[Data entries]
□ □ □

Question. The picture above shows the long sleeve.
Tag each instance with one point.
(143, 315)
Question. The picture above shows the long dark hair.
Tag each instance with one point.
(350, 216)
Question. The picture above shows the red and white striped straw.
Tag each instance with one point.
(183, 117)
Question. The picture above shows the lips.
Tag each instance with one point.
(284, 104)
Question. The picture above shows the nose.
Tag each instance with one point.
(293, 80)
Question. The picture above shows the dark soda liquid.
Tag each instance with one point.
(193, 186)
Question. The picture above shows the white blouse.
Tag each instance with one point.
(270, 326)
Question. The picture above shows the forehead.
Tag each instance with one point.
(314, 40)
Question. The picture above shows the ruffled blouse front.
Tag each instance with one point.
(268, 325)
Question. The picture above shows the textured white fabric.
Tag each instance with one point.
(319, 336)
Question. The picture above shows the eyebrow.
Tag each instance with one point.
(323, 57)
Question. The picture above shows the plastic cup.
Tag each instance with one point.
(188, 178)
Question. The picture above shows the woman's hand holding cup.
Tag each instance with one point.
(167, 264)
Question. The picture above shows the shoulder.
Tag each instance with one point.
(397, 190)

□ □ □

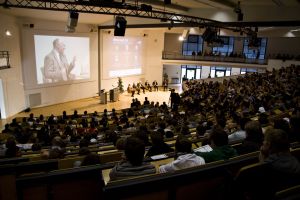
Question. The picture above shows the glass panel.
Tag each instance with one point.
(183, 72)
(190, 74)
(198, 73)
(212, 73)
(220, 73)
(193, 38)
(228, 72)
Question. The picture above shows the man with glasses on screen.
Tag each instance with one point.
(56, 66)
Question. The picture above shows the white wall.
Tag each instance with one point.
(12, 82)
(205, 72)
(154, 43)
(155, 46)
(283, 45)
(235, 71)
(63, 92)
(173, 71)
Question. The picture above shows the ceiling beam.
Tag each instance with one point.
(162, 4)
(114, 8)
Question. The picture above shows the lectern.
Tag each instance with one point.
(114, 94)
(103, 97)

□ □ □

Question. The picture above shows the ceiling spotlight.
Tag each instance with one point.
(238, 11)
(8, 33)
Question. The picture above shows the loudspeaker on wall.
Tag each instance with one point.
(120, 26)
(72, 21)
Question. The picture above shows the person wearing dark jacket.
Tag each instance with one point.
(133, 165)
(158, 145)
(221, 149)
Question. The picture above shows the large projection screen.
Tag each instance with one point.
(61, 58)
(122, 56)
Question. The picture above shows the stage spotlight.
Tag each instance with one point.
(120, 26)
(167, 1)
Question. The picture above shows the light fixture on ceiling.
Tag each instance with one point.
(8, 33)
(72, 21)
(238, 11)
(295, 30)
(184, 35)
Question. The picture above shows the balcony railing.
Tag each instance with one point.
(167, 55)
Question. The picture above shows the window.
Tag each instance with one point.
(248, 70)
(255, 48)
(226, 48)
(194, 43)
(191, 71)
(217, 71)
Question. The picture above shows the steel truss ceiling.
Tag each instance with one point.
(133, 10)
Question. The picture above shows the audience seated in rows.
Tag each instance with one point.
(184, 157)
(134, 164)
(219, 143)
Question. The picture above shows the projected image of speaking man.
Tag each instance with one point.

□ □ □

Activity:
Could you work out how many lines above contain the string "screen"? Only the number should be given.

Answer to this task:
2